◆ **YOUR INSTRUCTIONS**: Continue the forum thread about Meta's Segment Anything Model 3 from its last comment.

◆ **PASSAGE**:
*** Begin section ***

So the human results should have a clean mesh. But that’s separate from whatever pipeline they use for non-human objects.

[0]: https://github.com/facebookresearch/MHR

vessenes · 3 months ago

I’ve only used the playground. But I think they are actual meshes - they don’t have any of the weird splat noise at the edge of the objects, and they do not seem to show similar lighting artifacts to a typical splat rendering.

daemonologist · 3 months ago

For the objects I believe they're displaying Gaussian splats in the demo, but the model itself can also produce a proper mesh. The human poses are meshes (it's posing and adjusting a pre-defined parametric model).

visioninmyblood · 3 months ago

you can download them at https://github.com/facebookresearch/sam3. for 3d https://github.com/facebookresearch/sam-3d-objects

retinaros · 3 months ago

I looked quickly but it does not generate a 3d model file right?

Side question: what are the current top goto open models for image captioning and building image embeddings dbs, with somewhat reasonable hardware requirements?

daemonologist · 3 months ago

For pure image embedding, I find DINOv3 to be quite good. For multimodal embedding, maybe RzenEmbed. For captioning I would use a regular multimodal LLM, Qwen 3 or Gemma 3 or something, if your compute budget allows.

NitpickLawyer · 3 months ago

Try any of the qwen3-vl models. They have 8, 4 and 2B models in this family.

Glemkloksdjf · 3 months ago

I would suggest YOLO. Depending on your domain, you might also finetune these models. Its relativly easy as they are not big LLMs but either image classification or bounding boxes.

I would recommend bounding boxes.

jabron · 3 months ago

What do you mean "bounding boxes"? They were talking about captions and embeddings, so a vision language model is required.

smallerize · 3 months ago

Which YOLO?

trevorhlynn · 3 months ago

This was front page for a while last week

https://news.ycombinator.com/item?id=45982073

dang · 3 months ago

Thanks! Macroexpanded:

Meta Segment Anything Model 3 - https://news.ycombinator.com/item?id=45982073 - Nov 2025 (133 comments)

p.s. This was lobbed onto the frontpage by the second-chance pool (https://news.ycombinator.com/item?id=26998308) and I need to make sure we don't end up with duplicate threads that way.

stronglikedan · 3 months ago

what is old is new again

enoch2090 · 3 months ago

Surprisingly, SAM3 works bad on engineering drawings while SAM2 kinda works, and VLMs like Qwen3-VL works as well

zubiaur · 3 months ago

Had good luck with Gemini 2.5, SAM3 failed miserably with PIDs.

*** End section ***

◆ **DATA LISTING**:
*** Begin section ***

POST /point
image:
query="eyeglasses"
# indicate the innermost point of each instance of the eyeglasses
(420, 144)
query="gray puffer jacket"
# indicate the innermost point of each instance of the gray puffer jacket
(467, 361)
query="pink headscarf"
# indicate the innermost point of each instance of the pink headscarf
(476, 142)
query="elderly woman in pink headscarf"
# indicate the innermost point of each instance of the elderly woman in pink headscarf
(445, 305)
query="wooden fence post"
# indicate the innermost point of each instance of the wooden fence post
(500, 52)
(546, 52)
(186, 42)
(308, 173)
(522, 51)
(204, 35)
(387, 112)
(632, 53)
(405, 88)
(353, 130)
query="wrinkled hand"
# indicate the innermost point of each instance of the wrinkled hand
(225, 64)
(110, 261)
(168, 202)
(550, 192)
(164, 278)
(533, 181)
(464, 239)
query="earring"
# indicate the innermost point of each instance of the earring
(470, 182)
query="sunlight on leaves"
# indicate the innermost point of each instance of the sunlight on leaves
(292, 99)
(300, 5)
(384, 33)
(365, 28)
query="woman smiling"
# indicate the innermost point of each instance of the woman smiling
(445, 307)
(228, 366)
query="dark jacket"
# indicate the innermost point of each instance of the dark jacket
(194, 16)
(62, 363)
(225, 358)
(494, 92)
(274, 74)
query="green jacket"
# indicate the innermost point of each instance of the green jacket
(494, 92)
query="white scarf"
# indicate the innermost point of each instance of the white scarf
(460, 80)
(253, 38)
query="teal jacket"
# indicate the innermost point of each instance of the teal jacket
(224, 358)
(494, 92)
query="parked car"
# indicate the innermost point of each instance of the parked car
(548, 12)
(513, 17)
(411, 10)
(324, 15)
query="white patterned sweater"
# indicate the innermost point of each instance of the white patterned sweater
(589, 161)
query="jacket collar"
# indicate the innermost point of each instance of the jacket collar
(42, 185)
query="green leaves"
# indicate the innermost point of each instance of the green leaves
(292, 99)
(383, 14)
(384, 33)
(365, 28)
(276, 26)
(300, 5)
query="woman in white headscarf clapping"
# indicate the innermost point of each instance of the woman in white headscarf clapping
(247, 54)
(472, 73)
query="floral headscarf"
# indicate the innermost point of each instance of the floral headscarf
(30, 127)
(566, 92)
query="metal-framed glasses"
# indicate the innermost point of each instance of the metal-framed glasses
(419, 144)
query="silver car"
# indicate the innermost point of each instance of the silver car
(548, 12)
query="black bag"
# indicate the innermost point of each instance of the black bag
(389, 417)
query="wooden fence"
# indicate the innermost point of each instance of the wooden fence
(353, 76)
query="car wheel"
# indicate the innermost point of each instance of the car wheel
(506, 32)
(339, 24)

*** End section ***

◆ **YOUR RESPONSE**:
yeah I tried too. Im trying a fine tuning on PIDs.

Looking forward to your progress! Just checked the paper and it says the underlying backbone is still DETR. My guess would be that SAM3 uses more video frames during the training process and caused the dilution of sparse engineering-paper-like data.

the_duke · 3 months ago

phkahler · 3 months ago

Which (if any) of these models could run on a RaspberryPi for object recognition at several FPS?

aliljet · 3 months ago

I wonder how effective this is medical scenarios? Segmenting organs and tumors in cat scans or MRIs?

colkassad · 3 months ago

Been waiting days to get approval to download this from huggingface. What's up with that?

observationist · 3 months ago

Alternative downloads exist. You can find torrents, and match checksums against the HF downloads, but there are also mirrors and clones right there in HF which you can download without even having to log in.

Thanks, got it and it's working wonders for my use case.

knicholes · 3 months ago

I was approved within about 10 minutes for "Segment Anything 3"

tschellenbach · 3 months ago

same here, didn't get approval

shashanoid · 3 months ago

Miss the old segment anything page, used it a lot. This UI I found very complex to use

bradyriddle · 3 months ago

Same.

Checkout https://github.com/MiscellaneousStuff/meta-sam-demo

It's a rip of the previous sam playground. I use it for a bunch of things.

Sam 3 is incredible. I'm surprised it's not getting more attention.

> I'm surprised it's not getting more attention.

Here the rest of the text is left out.